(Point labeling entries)

[START]

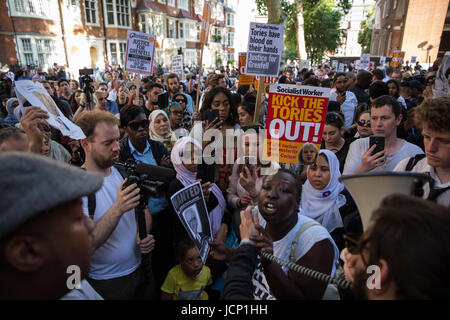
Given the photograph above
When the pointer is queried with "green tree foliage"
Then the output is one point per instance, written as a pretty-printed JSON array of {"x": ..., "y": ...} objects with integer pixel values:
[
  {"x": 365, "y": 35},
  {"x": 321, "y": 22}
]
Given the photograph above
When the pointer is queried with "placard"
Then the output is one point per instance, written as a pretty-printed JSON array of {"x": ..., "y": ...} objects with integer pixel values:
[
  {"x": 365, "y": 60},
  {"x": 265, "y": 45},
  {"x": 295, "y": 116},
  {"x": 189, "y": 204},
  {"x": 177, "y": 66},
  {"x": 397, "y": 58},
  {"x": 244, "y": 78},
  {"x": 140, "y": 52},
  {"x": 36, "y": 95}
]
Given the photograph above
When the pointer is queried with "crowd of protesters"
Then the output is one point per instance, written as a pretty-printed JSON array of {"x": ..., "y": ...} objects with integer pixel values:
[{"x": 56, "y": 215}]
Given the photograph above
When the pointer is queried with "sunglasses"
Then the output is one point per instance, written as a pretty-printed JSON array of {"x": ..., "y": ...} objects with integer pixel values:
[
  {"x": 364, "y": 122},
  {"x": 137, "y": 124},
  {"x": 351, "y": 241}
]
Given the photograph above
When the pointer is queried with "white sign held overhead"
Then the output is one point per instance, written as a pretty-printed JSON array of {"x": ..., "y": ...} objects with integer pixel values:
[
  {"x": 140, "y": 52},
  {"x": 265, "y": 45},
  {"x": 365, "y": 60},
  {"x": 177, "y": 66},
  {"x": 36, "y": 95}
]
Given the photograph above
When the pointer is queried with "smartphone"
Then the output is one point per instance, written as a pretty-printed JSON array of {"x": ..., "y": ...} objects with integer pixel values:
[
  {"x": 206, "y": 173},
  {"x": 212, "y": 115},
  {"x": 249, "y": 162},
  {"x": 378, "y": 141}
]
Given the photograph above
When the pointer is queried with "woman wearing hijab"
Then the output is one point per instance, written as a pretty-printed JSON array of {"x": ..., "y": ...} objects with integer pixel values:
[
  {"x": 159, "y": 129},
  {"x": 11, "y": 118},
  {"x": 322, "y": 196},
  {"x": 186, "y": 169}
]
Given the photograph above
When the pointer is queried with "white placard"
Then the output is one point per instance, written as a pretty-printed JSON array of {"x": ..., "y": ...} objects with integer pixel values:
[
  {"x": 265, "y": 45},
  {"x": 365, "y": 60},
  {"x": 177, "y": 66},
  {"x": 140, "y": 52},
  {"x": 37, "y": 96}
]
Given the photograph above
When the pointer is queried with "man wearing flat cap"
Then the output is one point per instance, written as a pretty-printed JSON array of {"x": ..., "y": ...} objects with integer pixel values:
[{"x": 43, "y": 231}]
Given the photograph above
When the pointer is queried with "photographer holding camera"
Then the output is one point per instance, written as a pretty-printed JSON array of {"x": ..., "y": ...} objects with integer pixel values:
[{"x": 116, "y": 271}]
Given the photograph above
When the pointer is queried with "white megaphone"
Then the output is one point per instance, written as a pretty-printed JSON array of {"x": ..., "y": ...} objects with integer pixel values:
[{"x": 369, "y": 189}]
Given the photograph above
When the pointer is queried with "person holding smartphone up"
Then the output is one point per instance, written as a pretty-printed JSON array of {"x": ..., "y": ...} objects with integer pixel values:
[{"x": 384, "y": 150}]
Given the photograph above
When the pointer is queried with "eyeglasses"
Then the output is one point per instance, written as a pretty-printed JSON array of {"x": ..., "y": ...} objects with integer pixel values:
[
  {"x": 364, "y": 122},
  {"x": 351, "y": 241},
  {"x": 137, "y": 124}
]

[END]

:: Exercise requirements ::
Copy out every line in the entries above that contains the string "wearing".

:: Task answer ::
When the pointer is queried with "woman wearing hijab"
When the pointer is queried with "man wearing flat cap"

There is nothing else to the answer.